Problems to work on
A) List the three buildings that the Saratoga Spa State Park passage names as known for their long arcades.
B) Translate into Spanish this sentence from the Saratoga Spa State Park passage: "Along those arcades are square pavilions, at which wide staircases offer access to the walkways."
C) Carry the Saratoga Spa State Park passage forward from its last sentence.

Quoted passage section start

The next time you find yourself strolling through the Saratoga Spa State Park on a warm spring day, do exactly the opposite of what Meryl Streep ordered in last year’s Netflix hit Don’t Look Up. Instead of a planet-killing comet hurtling towards Earth, by gazing skyward you’ll see something a little more mundane but still intriguing: some oddly placed reading material.
The Hall of Springs, Administration Building and Roosevelt Baths are all known for their long arcades, covered walkways adorned with arches that were built in the 1930s to provide shelter to Saratoga Spa patients confined to wheelchairs. Along those arcades are square pavilions, at which wide staircases offer access to the walkways. It’s on the upper part of those that you’ll find plaques inscribed with phrases about Saratoga’s mineral waters. “In this favored spot spring waters of life that heal the maladies of man and cheer his heart,” one plaque on the Hall of Springs reads. “Renowned art thou and to the joyous scene of health and pleasure drawest the thronging multitude,” reads another.

Quoted passage section end
Information shown section start

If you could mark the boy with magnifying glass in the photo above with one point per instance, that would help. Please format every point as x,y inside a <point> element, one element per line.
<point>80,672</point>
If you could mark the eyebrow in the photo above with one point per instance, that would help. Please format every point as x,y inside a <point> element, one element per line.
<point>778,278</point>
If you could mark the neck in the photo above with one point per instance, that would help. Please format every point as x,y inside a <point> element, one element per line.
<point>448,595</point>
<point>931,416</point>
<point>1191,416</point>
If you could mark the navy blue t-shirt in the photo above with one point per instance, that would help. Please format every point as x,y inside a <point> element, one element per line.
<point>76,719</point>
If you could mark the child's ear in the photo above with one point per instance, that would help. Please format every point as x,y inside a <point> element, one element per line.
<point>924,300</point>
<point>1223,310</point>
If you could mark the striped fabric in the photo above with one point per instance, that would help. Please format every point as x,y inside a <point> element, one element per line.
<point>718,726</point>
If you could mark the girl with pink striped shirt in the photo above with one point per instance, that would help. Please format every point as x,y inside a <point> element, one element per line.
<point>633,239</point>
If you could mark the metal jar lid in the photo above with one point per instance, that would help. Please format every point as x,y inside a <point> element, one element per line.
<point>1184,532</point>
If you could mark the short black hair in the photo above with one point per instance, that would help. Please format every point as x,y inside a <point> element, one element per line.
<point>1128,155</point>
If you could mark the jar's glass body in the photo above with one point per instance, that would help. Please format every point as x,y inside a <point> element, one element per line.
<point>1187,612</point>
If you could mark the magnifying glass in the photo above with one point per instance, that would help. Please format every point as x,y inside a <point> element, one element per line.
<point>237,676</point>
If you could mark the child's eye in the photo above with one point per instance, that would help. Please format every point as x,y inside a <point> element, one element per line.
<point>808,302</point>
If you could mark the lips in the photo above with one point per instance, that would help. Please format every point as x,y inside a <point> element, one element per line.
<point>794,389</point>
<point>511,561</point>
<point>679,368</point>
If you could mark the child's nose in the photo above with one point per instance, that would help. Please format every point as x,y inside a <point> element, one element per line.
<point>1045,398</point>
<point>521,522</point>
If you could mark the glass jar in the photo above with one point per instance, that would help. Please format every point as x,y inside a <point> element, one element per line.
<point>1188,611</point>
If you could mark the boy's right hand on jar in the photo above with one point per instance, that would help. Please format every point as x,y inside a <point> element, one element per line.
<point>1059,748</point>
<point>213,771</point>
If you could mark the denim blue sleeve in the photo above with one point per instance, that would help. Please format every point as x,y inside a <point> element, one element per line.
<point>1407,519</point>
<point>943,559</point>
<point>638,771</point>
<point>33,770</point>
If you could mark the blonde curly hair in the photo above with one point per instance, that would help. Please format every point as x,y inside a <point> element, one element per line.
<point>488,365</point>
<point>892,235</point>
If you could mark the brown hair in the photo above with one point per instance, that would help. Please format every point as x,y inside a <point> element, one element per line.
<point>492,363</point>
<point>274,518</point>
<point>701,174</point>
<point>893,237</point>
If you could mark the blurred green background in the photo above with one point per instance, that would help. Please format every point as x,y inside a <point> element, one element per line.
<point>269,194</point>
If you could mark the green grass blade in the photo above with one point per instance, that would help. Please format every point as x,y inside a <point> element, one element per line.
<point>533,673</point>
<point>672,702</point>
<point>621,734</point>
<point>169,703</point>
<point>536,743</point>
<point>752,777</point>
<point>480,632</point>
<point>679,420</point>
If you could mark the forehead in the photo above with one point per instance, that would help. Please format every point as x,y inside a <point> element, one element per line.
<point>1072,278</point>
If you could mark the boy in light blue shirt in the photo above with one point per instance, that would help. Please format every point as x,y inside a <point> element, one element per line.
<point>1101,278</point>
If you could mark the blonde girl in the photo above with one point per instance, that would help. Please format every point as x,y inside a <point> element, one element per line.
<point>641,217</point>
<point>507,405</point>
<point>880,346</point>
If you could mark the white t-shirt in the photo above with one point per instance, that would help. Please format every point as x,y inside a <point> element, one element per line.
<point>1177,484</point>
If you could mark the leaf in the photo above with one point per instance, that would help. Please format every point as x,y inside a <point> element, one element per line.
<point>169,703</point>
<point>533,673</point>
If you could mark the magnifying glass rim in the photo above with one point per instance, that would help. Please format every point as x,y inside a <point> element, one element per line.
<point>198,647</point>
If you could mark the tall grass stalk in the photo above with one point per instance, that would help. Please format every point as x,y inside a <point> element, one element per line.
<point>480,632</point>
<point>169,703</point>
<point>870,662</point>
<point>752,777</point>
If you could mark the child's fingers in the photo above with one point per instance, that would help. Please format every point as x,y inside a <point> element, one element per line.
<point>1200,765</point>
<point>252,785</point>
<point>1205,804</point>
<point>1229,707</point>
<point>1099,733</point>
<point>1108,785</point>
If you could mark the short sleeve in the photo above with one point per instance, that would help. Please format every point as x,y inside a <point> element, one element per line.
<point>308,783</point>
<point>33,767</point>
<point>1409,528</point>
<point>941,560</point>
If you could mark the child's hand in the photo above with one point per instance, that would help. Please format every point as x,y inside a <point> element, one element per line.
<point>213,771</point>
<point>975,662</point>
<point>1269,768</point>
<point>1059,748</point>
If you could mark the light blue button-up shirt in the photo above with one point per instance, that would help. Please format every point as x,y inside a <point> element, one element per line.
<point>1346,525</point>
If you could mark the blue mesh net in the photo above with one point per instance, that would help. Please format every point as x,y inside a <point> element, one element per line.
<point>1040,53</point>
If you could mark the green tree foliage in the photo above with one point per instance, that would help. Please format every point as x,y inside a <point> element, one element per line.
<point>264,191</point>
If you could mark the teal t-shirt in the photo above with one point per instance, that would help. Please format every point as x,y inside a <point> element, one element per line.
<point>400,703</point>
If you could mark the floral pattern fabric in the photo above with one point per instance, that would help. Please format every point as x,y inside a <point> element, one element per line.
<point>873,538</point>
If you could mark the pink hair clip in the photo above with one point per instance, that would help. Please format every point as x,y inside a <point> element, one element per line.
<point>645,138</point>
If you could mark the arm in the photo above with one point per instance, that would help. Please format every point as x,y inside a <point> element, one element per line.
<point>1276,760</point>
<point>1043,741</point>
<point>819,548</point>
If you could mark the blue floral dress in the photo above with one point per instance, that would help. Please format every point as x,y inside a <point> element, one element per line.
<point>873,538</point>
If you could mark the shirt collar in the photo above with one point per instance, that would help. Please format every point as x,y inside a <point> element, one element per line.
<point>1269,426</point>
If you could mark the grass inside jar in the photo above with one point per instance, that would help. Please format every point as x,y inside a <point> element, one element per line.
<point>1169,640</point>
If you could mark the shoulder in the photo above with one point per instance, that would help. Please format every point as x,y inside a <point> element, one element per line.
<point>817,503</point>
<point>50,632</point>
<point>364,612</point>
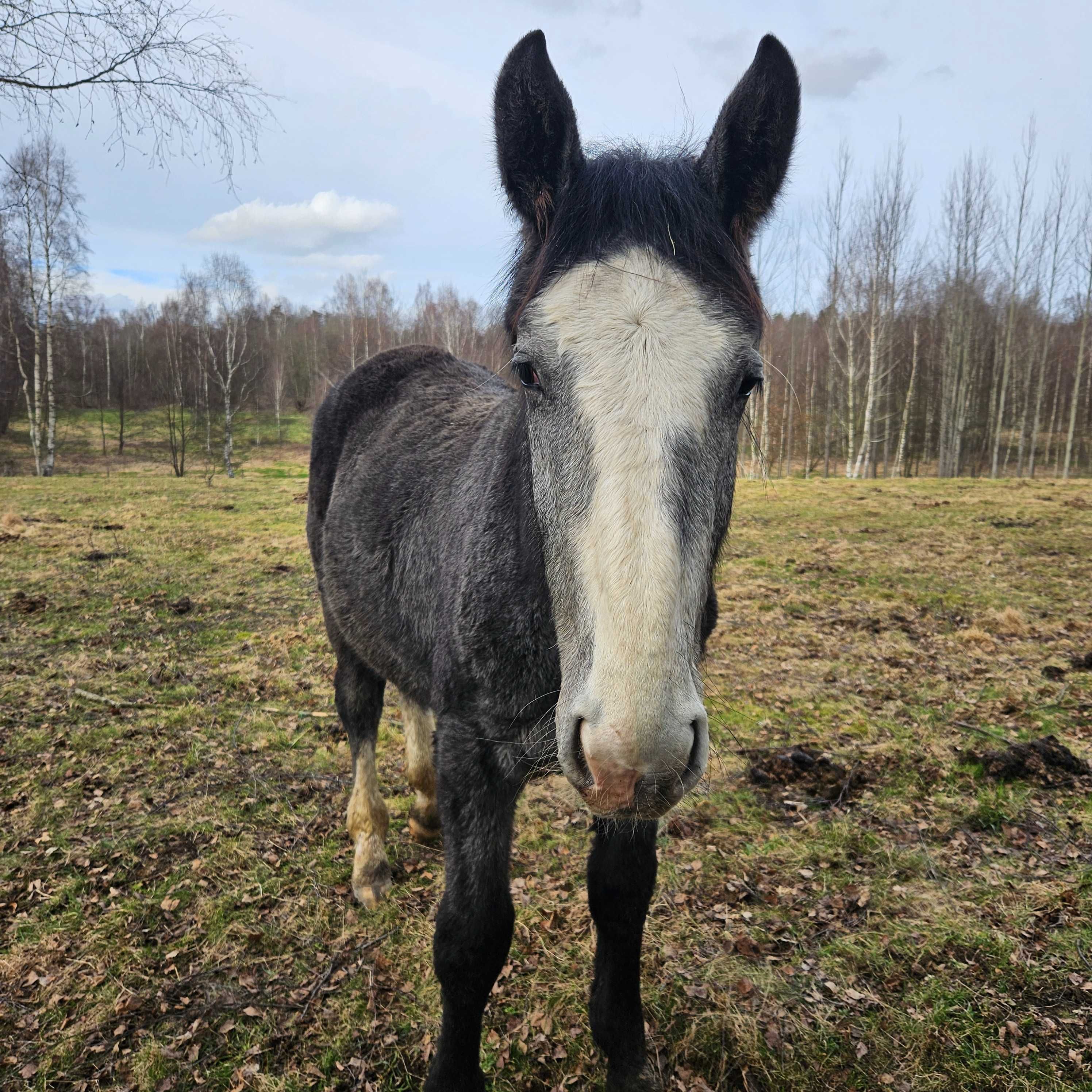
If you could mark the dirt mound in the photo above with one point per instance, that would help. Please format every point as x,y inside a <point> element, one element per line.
<point>1042,760</point>
<point>27,604</point>
<point>813,772</point>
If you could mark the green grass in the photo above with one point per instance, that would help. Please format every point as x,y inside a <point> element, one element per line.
<point>175,875</point>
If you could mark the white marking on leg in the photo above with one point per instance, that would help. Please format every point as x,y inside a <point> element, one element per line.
<point>367,820</point>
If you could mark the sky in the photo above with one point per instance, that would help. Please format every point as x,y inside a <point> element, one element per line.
<point>381,158</point>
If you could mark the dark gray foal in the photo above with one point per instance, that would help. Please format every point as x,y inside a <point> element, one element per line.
<point>533,568</point>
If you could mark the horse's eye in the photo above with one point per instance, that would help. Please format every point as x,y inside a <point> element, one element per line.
<point>749,384</point>
<point>526,370</point>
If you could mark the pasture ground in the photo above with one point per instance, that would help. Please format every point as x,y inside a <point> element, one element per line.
<point>854,901</point>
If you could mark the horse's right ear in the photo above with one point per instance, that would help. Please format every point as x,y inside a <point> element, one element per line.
<point>538,143</point>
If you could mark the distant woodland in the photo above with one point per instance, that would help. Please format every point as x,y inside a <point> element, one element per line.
<point>951,341</point>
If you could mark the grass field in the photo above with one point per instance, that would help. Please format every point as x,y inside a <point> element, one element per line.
<point>853,901</point>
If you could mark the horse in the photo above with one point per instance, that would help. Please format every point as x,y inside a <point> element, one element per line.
<point>532,564</point>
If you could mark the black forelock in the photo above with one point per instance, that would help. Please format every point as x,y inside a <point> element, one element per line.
<point>626,197</point>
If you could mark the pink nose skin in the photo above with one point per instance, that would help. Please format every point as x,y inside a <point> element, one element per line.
<point>614,782</point>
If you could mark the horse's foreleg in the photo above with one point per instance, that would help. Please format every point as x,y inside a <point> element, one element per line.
<point>420,726</point>
<point>474,923</point>
<point>622,874</point>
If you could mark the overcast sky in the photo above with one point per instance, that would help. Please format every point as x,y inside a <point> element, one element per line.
<point>382,159</point>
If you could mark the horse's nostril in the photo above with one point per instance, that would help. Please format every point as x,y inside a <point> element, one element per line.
<point>694,761</point>
<point>577,747</point>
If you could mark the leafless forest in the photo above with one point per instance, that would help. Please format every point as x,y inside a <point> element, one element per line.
<point>948,341</point>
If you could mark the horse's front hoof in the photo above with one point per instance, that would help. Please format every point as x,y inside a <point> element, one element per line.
<point>372,887</point>
<point>647,1080</point>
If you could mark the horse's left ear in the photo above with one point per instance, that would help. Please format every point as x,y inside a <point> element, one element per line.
<point>747,155</point>
<point>538,143</point>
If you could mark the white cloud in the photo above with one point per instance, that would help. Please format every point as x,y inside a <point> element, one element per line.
<point>343,264</point>
<point>125,293</point>
<point>837,76</point>
<point>305,225</point>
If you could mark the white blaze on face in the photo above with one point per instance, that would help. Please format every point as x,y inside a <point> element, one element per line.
<point>641,358</point>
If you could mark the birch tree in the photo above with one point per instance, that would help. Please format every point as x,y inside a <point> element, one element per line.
<point>46,224</point>
<point>232,297</point>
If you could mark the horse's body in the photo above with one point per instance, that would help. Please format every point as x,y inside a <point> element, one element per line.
<point>532,569</point>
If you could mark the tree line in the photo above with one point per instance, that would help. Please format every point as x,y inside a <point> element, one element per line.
<point>214,349</point>
<point>956,347</point>
<point>956,343</point>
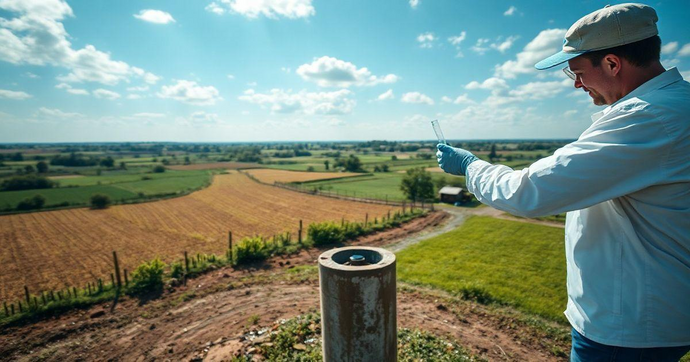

Information shown section end

Answers by task
A)
Hall of Springs
Administration Building
Roosevelt Baths

B) A lo largo de esas arcadas hay pabellones cuadrados, en los que amplias escaleras dan acceso a los pasillos.

C)
The phrases themselves are borrowed from a 1817 poem written by Reverend Reuben Sears of the Ballston Center Presbyterian Church more than a century prior to the construction of the arcades. “The use of inscriptions as a form of decoration is one more characteristic of the architecture of the time,” former Skidmore professor James Kettlewell writes in Saratoga Springs: An Architectural History, 1790-1990. “This was done in imitation of the many inscriptions found on the buildings of ancient Rome.” Those ancient Roman buildings have stood tall for some 2,000 years. We can only hope the same fate awaits the arcades of the Spa State Park.